> **TASK GOAL**: Extract the complete listing and output it unchanged.

## start DATA PROVIDED

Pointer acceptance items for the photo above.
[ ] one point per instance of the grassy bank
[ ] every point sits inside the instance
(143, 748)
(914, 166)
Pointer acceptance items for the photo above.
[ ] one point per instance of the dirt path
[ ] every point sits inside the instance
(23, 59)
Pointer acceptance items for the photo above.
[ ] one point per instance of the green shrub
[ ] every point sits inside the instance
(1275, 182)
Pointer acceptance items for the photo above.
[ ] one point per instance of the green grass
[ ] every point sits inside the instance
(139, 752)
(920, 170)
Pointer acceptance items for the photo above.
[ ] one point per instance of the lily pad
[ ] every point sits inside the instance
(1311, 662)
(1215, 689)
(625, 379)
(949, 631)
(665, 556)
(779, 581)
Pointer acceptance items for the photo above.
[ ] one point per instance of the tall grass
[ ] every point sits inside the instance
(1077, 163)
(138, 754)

## end DATA PROVIDED

> **REPLY TO THE EXERCISE**:
Pointer acceptance items for the photo above.
[ ] one point per instance of the grassy bank
[ ] every point sits inside the instance
(143, 748)
(914, 166)
Pointer acceptance items for the photo above.
[ ] one point per instance of the dirt path
[ ] every point sits inside the instance
(23, 59)
Pointer acceptance items for the photo above.
[ ] one point per instance of the green shrub
[ ] every point sits inside the instance
(1275, 182)
Pointer acceptance items for the photo above.
[ ] one point per instance of the green grass
[ ] every point sits inside the instance
(139, 752)
(920, 170)
Pointer acceptance items for the photo above.
[ ] one point per instance of the lily pad
[ ] every point sits inside the instance
(1311, 662)
(1215, 689)
(625, 379)
(949, 631)
(665, 556)
(779, 581)
Pointer acceptance items for the photo above.
[ ] one point per instance of the tall grass
[ ] every point sits inside the instance
(1077, 163)
(138, 754)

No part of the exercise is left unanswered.